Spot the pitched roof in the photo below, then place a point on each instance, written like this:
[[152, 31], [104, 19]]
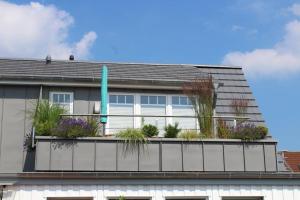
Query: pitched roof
[[292, 160], [235, 84]]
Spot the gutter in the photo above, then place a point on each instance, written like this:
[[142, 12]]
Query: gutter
[[159, 175], [112, 84]]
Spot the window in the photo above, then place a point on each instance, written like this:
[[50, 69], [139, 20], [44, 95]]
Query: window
[[121, 99], [63, 99], [242, 198], [153, 100], [181, 101], [186, 198], [70, 198], [129, 198]]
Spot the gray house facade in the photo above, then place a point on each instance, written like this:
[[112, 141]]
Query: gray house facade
[[98, 168]]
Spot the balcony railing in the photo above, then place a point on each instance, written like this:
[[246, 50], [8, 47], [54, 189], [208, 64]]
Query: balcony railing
[[157, 155], [233, 121]]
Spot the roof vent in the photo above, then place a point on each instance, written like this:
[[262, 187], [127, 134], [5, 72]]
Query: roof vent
[[48, 59], [71, 57]]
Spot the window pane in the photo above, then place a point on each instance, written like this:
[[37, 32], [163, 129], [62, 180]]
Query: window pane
[[144, 99], [175, 100], [162, 100], [67, 98], [112, 99], [189, 101], [61, 98], [121, 99], [129, 99], [55, 98], [183, 100], [153, 99]]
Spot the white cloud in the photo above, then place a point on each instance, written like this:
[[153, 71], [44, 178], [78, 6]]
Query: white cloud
[[35, 30], [295, 8], [282, 59], [237, 28]]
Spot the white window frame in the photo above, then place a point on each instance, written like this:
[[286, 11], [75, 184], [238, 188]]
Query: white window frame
[[180, 105], [154, 95], [51, 93], [121, 94], [125, 105]]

+ + +

** Directions **
What lines above mention "Spot"? Copy each one.

** Solution to this task **
Spot the pitched roof in the photo below, then place a point on each instance, written like this:
Spot the gutter in the photo above, then place a point on each instance, written like this:
Spot the window in the photo above, then place a point on each instance, written like this:
Spot the gray house facade in the photo above, then place a point on each instance, written like this:
Spot the balcony railing in the photo above, then place a point on each instance, written like this:
Spot the roof vent in the photo above, then place a point on each instance, written like this:
Spot the window pane in the photo above, then place a point on each instance, written like this:
Spot the white cloud in the photo above, then place a point on each instance, written like this:
Spot the white window frame in the photo above, then place a point on each instance, written like this:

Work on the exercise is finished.